— start SOURCE EXTRACT —
In the usual random-access mode, row addresses and column addresses are successively supplied from an address buffer 5 and are respectively decoded in a row decoder 6 and column decoders 11 to 14 so as to obtain addresses of the memory cell arrays 1 to 4. The four data of four bits are respectively read from the same addresses of the memory cell arrays 1 to 4. This four data of four bits are respectively passed through I/O gates of sense amplifiers 15 to 18 and are transferred to I/O buffers 21 to 24 wherein the four data of four bits are outputted to external devices as four output data IO0 to IO3.
On the other hand, write-in data IO0 to IO3 for the memory cell arrays 1 to 4 are read from the I/O buffers 21 to 24 and are supplied to the I/O gates of sense amplifiers 15 to 18 by an unit of four bits. The write-in data IO0 to IO3 are respectively written into the same addresses of the memory cell arrays 1 to 4. Thus, it becomes possible to simultaneously write the four data of four bits into the same arbitrary addresses of the four memory cell arrays 1 to 4 and simultaneously read the four data therefrom. As the usual RAM, this dual port memory can read and write the data at random.
Next, description will be given with respect to the serial-access mode. The memory cell arrays 1 to 4 are respectively connected to data registers 31 to 34 each of which has a word length of 256 bits. Hence, it is possible to transfer the data of one row to the memory cell arrays 1 to 4 at one time. More specifically, four data written into the memory cell arrays 1 to 4 are respectively transferred to the data registers 31 to 34 by one row (in a read-data transferring operation), and four serial-data inputted to the data registers 31 to 34 are respectively transferred and written into the memory cell arrays 1 to 4 by one row (in a write-data transferring operation).
In addition, pointers 35 to 38 are respectively attached to the data registers 31 to 34 for determining which bit within 256 bits is inputted and outputted (as a bit address). These pointers 35 to 38 are respectively constituted as shift registers of 256 bits wherein a column address supplied from the address buffer 5 is set as an initial value (or an initial bit). This initial bit is shifted by one bit based on a serial control clock SC and is outputted as the bit address for the data registers 31 to 34.
In case of a serial output operation, four read-data transferred to the data registers 31 to 34 are respectively and successively transferred to serial I/O buffers 41 to 44 wherein the four read-data are started to be stored therein from the bit address. And, the serial I/O buffers 41 to 44 output the four read-data as serial output data SD0 to SD3. On the other hand, in case of a serial input operation, the serial data SD0 to SD3 are respectively passed through the serial I/O buffers 41 to 44 and are successively inputted in series to the data registers 31 to 34 wherein the serial-data SD0 to SD3 are inputted in the bit addresses thereof assigned by the pointers 35 to 38. After the serial inputting operation is completed, the data registers 31 to 34 transfer all of the write-data into the memory cell arrays 1 to 4 at one time. Thus, it becomes possible to perform serial I/O operation from an arbitrary bit address of the row data.
— end SOURCE EXTRACT —
— start AVAILABLE DATA —
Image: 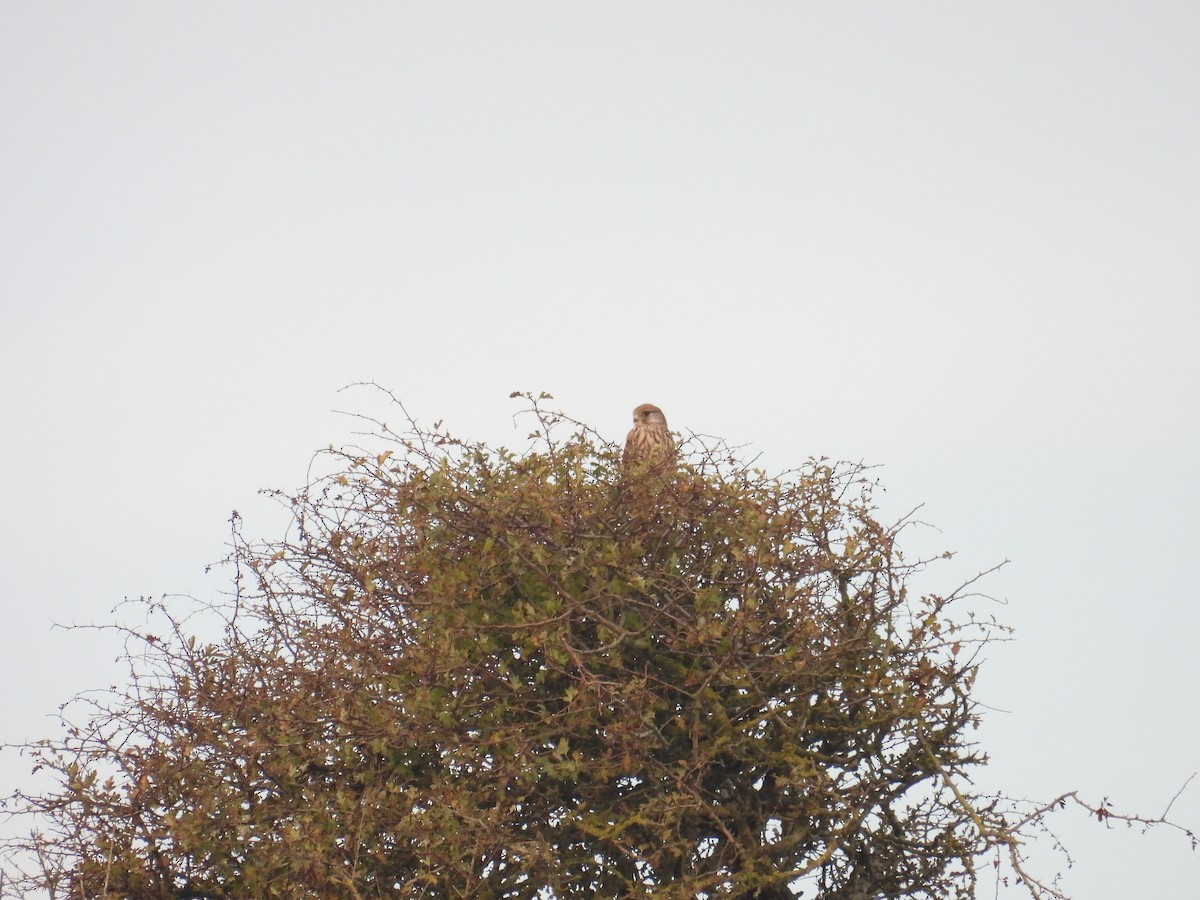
— end AVAILABLE DATA —
JOB A: In the dual port memory passage, reproduce everything from "In addition, pointers" down to "registers 31 to 34.".
JOB B: Write the next part of the dual port memory passage, picking up after its final sentence.

RESULT A:
In addition, pointers 35 to 38 are respectively attached to the data registers 31 to 34 for determining which bit within 256 bits is inputted and outputted (as a bit address). These pointers 35 to 38 are respectively constituted as shift registers of 256 bits wherein a column address supplied from the address buffer 5 is set as an initial value (or an initial bit). This initial bit is shifted by one bit based on a serial control clock SC and is outputted as the bit address for the data registers 31 to 34.

RESULT B:
In FIG. 6, 45 designates a clock generator started by a row address strobe signal RAS or a column address strobe signal CAS, 46 designates a refresh address counter for outputting a refresh address, 47 designates a write clock generator for outputting a clock in a data writing cycle, and 48 designates a transfer controller for controlling a data transfer performed between the memory cell arrays 1 to 4 and the data registers 31 to 34.
FIG. 7 is a timing chart showing an operation of the conventional dual port memory. When an usual random-access operation is performed, a value of an output enable signal 0E becomes "0" (hereinafter, an expression such as "a value of a signal becomes "0" or "1"" will be simply referred to as another expression such as "a signal becomes "0" or "1"" in the present specification) at a rising time of a row address strobe signal RAS so as to assign that the random-access operation will be started (as shown in FIG. 7(f)). At the same time, the row addresses of the memory cell arrays 1 to 4 are assigned (as shown in FIG. 7(c)). In addition, the column addresses are assigned at a time when the column address strobe signal CAS rises. Thus, it is permitted to transfer data between the memory cell arrays 1 to 4 and the data registers 31 to 34, however, usual read-out and write-in operations can be performed. In other words, the row addresses are set in the row decoder 6 and the column addresses are respectively set in the column decoders 11 to 14 by the signals RAS and CAS. Hence, the data IO0 to IO3 of four bits are executed to be read from and written into the memory cell arrays 1 to 4 wherein the data IO0 to IO3 are read from and written into the addresses thereof assigned by the above row addresses and column addresses (as shown in FIG. 7(e)).
Next, the output enable signal OE becomes "1" (which indicates that the data are transferred) and a write enable signal WE becomes "0" (which indicates "a reading condition") at a rising time of the signal RAS. At the same time, it is assigned to transfer the read-data, and the row addresses are assigned so that the present operating cycle is put into a data transfer cycle. Then, the output enable signal OE is falling down so that the memory cell arrays 1 to 4 transfer all of the row data assigned by the row addresses to the data registers 31 to 34 at one time as read-data. In this case, the column addresses are used for initializing serial output start addresses to the pointers 35 to 38.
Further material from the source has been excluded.